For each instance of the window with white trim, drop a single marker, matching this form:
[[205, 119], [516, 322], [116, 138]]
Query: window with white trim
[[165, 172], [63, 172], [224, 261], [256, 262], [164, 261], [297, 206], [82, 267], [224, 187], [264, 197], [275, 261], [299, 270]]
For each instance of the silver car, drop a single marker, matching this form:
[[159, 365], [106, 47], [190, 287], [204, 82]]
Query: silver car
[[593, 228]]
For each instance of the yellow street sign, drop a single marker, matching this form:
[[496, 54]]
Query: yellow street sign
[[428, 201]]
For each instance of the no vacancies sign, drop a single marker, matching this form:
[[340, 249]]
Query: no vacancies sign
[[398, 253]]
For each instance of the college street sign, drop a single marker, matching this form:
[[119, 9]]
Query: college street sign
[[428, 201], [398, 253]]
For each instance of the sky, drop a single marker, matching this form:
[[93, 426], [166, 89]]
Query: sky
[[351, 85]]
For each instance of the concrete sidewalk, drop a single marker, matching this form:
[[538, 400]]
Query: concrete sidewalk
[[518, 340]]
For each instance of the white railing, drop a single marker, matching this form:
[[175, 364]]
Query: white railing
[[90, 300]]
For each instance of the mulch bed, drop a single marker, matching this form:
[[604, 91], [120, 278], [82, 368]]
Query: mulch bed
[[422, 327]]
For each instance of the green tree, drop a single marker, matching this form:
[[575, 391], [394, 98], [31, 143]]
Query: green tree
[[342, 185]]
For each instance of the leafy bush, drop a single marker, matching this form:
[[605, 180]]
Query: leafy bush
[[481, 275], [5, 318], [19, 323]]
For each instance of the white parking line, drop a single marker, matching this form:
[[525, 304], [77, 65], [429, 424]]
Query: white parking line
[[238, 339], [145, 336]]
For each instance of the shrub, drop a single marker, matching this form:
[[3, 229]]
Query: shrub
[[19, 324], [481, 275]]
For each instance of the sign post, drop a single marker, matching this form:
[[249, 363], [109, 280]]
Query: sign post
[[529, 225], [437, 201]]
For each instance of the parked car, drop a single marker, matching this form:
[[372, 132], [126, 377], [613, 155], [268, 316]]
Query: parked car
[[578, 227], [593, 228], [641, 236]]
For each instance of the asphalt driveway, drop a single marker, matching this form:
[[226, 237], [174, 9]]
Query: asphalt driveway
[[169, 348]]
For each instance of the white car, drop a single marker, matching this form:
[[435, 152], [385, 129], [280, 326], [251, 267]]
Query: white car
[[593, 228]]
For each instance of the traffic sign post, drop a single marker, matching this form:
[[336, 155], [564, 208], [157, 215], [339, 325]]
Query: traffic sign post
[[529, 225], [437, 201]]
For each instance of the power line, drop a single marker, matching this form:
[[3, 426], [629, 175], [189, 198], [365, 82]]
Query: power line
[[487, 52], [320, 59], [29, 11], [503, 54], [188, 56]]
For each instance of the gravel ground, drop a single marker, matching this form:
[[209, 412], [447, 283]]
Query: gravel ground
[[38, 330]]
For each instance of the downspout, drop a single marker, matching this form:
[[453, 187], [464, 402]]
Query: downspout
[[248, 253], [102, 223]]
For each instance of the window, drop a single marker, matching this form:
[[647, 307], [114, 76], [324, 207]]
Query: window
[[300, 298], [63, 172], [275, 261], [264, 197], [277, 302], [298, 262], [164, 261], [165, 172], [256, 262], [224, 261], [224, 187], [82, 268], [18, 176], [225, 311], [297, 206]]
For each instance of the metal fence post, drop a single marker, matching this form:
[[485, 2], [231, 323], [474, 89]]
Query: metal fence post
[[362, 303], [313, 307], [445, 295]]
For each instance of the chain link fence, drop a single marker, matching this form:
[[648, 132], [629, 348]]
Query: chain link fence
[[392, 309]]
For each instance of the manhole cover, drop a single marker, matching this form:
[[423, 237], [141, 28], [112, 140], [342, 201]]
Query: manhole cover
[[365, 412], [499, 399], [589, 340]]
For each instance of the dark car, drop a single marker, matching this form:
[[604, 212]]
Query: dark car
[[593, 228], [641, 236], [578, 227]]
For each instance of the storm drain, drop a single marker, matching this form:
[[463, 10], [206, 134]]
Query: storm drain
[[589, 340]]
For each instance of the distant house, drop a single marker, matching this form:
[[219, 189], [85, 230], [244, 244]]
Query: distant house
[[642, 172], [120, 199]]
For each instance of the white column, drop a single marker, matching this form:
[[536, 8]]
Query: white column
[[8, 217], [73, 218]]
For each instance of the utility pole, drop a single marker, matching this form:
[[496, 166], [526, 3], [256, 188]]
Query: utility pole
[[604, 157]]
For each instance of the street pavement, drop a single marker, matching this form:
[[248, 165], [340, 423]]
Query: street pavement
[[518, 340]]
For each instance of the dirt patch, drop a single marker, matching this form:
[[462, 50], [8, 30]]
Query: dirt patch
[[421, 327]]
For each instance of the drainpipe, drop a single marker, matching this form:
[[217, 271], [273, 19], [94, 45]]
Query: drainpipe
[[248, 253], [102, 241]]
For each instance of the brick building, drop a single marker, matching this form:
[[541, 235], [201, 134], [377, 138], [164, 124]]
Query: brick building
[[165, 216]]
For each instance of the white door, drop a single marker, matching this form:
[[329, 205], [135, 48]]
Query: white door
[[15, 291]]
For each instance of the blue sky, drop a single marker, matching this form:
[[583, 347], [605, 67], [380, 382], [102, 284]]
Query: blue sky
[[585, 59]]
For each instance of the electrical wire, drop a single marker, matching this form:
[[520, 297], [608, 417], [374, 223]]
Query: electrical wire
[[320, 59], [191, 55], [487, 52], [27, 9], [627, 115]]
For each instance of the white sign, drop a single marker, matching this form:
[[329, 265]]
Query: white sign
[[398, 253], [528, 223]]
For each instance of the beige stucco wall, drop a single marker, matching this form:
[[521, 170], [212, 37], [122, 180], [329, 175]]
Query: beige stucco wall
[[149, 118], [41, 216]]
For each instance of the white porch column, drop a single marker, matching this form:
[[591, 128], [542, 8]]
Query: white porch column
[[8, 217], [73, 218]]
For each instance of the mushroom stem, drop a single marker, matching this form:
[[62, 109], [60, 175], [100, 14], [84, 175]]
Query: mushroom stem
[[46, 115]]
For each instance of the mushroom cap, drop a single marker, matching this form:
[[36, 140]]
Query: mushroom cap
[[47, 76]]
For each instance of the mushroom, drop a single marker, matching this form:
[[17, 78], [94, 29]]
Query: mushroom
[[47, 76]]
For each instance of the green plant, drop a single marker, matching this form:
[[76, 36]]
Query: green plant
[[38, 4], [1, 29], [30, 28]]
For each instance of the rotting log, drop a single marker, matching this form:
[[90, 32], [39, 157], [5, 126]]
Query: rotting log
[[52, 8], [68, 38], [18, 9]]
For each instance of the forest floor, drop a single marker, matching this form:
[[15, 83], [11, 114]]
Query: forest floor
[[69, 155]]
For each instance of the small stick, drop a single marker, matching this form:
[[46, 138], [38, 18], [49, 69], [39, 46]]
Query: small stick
_ _ _ _
# SHORT TASK:
Generate an exact reproduction of all entries.

# EXERCISE SOLUTION:
For each instance of the window with white trim, drop a single marker, matching this form:
[[205, 119], [516, 322], [116, 138]]
Query: window with white trim
[[165, 172], [63, 172], [224, 261], [256, 262], [164, 261], [297, 206], [82, 267], [224, 187], [264, 197], [275, 261], [299, 270]]
For each instance of the silver car, drop a single marker, matching this form:
[[159, 365], [106, 47], [190, 287], [204, 82]]
Query: silver car
[[593, 228]]
For each instance of the yellow street sign, drop a single marker, matching this form:
[[496, 54]]
Query: yellow street sign
[[428, 201]]
For each instance of the no vacancies sign, drop a single marker, matching this form:
[[340, 249]]
Query: no vacancies sign
[[398, 253]]
For each instance of the college street sign, drop a single marker, matching this form:
[[119, 9]]
Query: college street sign
[[428, 201], [398, 253]]
For each instance of the sky, drop a single marker, matching this form:
[[93, 426], [166, 89]]
Query: sky
[[351, 85]]
For each instance of the concrete sidewalk, drop a single marker, matching this form:
[[538, 400]]
Query: concrete sidewalk
[[518, 340]]
For each instance of the white railing, drop a single marker, matching this form:
[[175, 364]]
Query: white railing
[[90, 300]]
For each instance of the mulch bed, drop a single marker, matching this form:
[[604, 91], [120, 278], [82, 368]]
Query: mulch bed
[[422, 327]]
For each instance of the green tree, drop a single marker, matching this form:
[[575, 391], [394, 98], [31, 143]]
Query: green tree
[[342, 185]]
For each instance of the leafy bush, drop a single marker, matching this form:
[[605, 180]]
Query: leafy bush
[[481, 275], [5, 318], [19, 323]]
For each instance of the white parking line, drop a single marker, matching this form:
[[525, 304], [77, 65], [429, 424]]
Query: white parking line
[[238, 339], [145, 336]]
For each instance of the shrub, drop a single marker, matching this form:
[[3, 229]]
Query: shrub
[[19, 324], [481, 275]]
For each instance of the sign post, drop a single marker, matching this form:
[[249, 363], [109, 280]]
Query: sign post
[[529, 225], [437, 201]]
For each instance of the parked car, drop a single marker, matching this form:
[[372, 132], [126, 377], [613, 155], [268, 316]]
Query: parked car
[[578, 227], [593, 228], [641, 236]]
For each instance of the asphalt driveway, drop a single marker, matching this form:
[[226, 237], [174, 9]]
Query: asphalt driveway
[[169, 348]]
For each instance of the white car, drop a single marker, matching this form:
[[435, 152], [385, 129], [280, 326], [251, 267]]
Query: white car
[[593, 228]]
For each instance of the traffic sign post, drop a single marker, matching this form:
[[336, 155], [564, 208], [157, 215], [339, 325]]
Query: traffic sign post
[[529, 225], [437, 201]]
For each instance of the power line, drop a single marker, matching this form:
[[3, 426], [629, 175], [189, 198], [365, 82]]
Query: power line
[[487, 52], [320, 59], [29, 11], [503, 54], [188, 56]]
For each instance of the gravel ground, drop a single marker, matching this form:
[[209, 412], [447, 283]]
Query: gravel ground
[[38, 330]]
For each instance of the downspout, drop a single marker, matching this form:
[[453, 187], [464, 402]]
Query: downspout
[[248, 253], [102, 223]]
For each instance of the window, drop a single marker, matching this form:
[[647, 307], [114, 76], [324, 207]]
Query: window
[[300, 298], [63, 172], [275, 261], [264, 197], [277, 302], [298, 262], [164, 261], [165, 172], [256, 262], [224, 261], [224, 187], [82, 268], [18, 176], [225, 311], [297, 206]]
For each instance of the metal fence post, drop a single marker, matching this form:
[[485, 2], [231, 323], [474, 89]]
Query: metal fence post
[[362, 303], [313, 307], [445, 295]]
For each instance of the chain link fence, drop a single marker, matching this form:
[[648, 132], [629, 348]]
Query: chain link fence
[[392, 309]]
For each instance of the manhole cover, drop a single marker, matching this form:
[[423, 237], [141, 28], [112, 140], [342, 201]]
Query: manhole cover
[[365, 412], [499, 399], [589, 340]]
For each instance of the dark car, drop a single marker, matching this form:
[[604, 212]]
Query: dark car
[[593, 228], [641, 236], [578, 227]]
For each instance of the storm drain, drop a single marker, matching this form:
[[463, 10], [206, 134]]
Query: storm drain
[[589, 340]]
For each instance of the distant house, drop a single marker, matching this form:
[[219, 189], [85, 230], [244, 244]]
Query: distant house
[[642, 172], [120, 199]]
For each instance of the white column, drop a single marker, matching this form:
[[536, 8]]
Query: white column
[[8, 217], [73, 218]]
For each instance of the utility pole, drop a single marker, matching this form:
[[496, 166], [526, 3], [256, 188]]
Query: utility pole
[[604, 157]]
For each instance of the street pavement, drop a single marker, matching this form:
[[248, 165], [340, 423]]
Query: street pavement
[[518, 340]]
For each instance of the dirt patch, drop a single marker, matching this form:
[[462, 50], [8, 30]]
Query: dirt patch
[[421, 327]]
For each instance of the drainpipe, drop a single marker, matching this form:
[[217, 271], [273, 19], [94, 45]]
Query: drainpipe
[[248, 253], [102, 241]]
For each instance of the brick building, drop a single marker, matching this form:
[[541, 235], [201, 134], [377, 138], [164, 124]]
Query: brick building
[[165, 216]]
For each instance of the white door, drop a single marker, matching this form:
[[329, 205], [135, 48]]
Query: white door
[[15, 291]]
For each instance of the blue sky, drop a single marker, matching this form:
[[583, 347], [605, 67], [380, 382], [102, 284]]
Query: blue sky
[[585, 59]]
For each instance of the electrical wire, drop a single marker, matching this form:
[[520, 297], [608, 417], [374, 223]]
Query: electrical wire
[[320, 59], [191, 55], [487, 52], [27, 9], [627, 115]]
For each instance of the white sign, drop a single marker, matching this form:
[[329, 265]]
Query: white sign
[[398, 253], [528, 223]]
For each instance of the beige stucco wall, drop a single marker, matching this form:
[[521, 170], [212, 37], [122, 180], [329, 175]]
Query: beige stucco wall
[[149, 118], [41, 216]]
For each instance of the white porch column, drop a single marker, matching this form:
[[591, 128], [542, 8]]
Query: white porch column
[[8, 217], [73, 218]]
For each instance of the mushroom stem, drop a single marker, matching this form:
[[62, 109], [60, 175], [100, 14], [84, 175]]
Query: mushroom stem
[[46, 115]]
For each instance of the mushroom cap, drop a single marker, matching this form:
[[36, 140]]
Query: mushroom cap
[[47, 76]]
For each instance of the mushroom, drop a single marker, matching this form:
[[17, 78], [94, 29]]
Query: mushroom
[[47, 76]]
For each instance of the green plant, drop a single marker, matching this form:
[[76, 36]]
Query: green plant
[[38, 4], [1, 29], [30, 28]]
For each instance of the rotting log, drop a single marker, matching this form:
[[90, 32], [39, 157], [5, 126]]
Query: rotting log
[[52, 8], [68, 38], [18, 9]]
For each instance of the forest floor, drop a single marker, matching this form:
[[15, 83], [11, 114]]
Query: forest floor
[[69, 155]]
For each instance of the small stick, drop a single marker, matching this form:
[[46, 138], [38, 18], [49, 69], [39, 46]]
Query: small stick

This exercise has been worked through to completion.